■ **Exercise**: Express the lines of the material below as a JSON list of strings, one string per line, omitting blank lines. Begin at the line containing "Task: each instance of the wood" and continue through the line containing "[[437, 181], [227, 184]]", with both of those lines included.

■ **Data provided**:
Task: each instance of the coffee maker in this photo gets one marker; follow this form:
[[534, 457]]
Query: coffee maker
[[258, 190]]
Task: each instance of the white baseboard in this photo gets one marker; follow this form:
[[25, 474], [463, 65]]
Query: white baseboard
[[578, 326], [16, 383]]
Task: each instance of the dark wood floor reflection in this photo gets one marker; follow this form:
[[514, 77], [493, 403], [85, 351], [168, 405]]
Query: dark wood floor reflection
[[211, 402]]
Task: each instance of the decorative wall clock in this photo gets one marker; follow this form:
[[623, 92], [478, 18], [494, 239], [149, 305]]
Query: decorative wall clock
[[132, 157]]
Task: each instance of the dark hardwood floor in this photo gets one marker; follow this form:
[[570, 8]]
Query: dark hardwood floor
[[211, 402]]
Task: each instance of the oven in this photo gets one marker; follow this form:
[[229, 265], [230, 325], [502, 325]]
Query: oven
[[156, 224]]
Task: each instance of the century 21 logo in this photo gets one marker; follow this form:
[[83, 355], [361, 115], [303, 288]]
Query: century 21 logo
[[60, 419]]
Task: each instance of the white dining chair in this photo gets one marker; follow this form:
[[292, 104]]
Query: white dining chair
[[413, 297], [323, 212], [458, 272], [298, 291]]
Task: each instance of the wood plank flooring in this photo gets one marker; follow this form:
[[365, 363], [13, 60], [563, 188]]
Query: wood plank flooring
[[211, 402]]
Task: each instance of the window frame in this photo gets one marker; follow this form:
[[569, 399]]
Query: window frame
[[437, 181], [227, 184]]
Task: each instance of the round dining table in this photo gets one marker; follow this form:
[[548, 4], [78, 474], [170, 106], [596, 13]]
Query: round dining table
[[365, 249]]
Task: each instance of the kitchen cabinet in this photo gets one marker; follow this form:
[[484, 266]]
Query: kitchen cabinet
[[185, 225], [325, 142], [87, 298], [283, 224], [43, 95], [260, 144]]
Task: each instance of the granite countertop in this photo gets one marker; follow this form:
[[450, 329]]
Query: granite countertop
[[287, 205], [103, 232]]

■ **Full answer**:
[
  "Task: each instance of the wood plank flooring in this photo gets one marker; follow this form:",
  "[[365, 363], [13, 60], [563, 188]]",
  "Query: wood plank flooring",
  "[[211, 402]]",
  "Task: each instance of the window frame in this photo gets one marker; follow this form:",
  "[[569, 399]]",
  "Query: window frame",
  "[[437, 181], [227, 184]]"
]